Records for the task below:
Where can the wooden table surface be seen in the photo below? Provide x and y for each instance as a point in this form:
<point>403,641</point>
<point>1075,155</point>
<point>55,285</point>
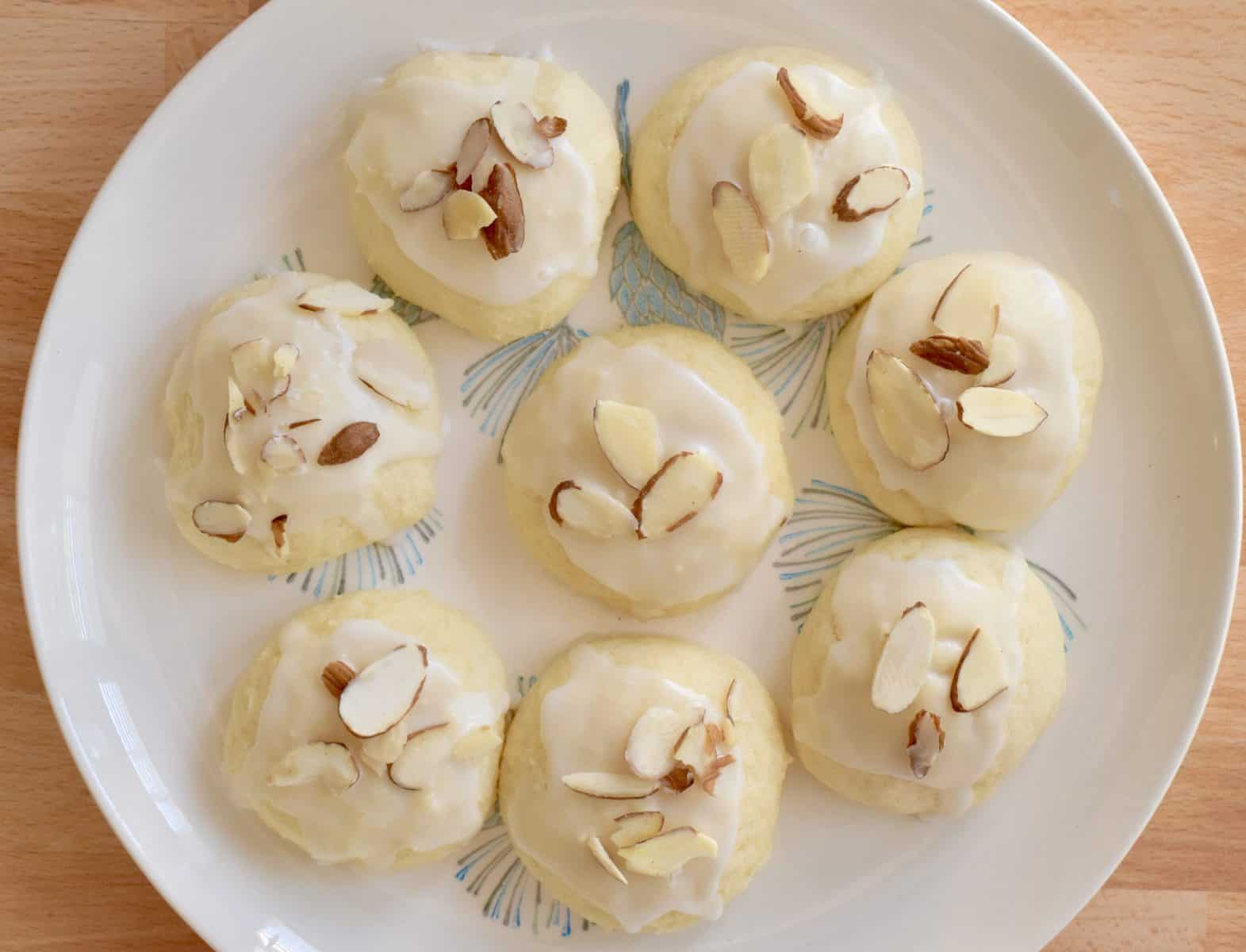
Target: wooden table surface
<point>78,78</point>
End of Records for the task.
## Task objective
Repeat the records above verbatim, dropping the pictures.

## Task answer
Where can the wooden table surface be seen in the photo below? Provide x and y for each instance as a point in this form:
<point>403,641</point>
<point>1075,155</point>
<point>55,285</point>
Target: wooden table surface
<point>78,78</point>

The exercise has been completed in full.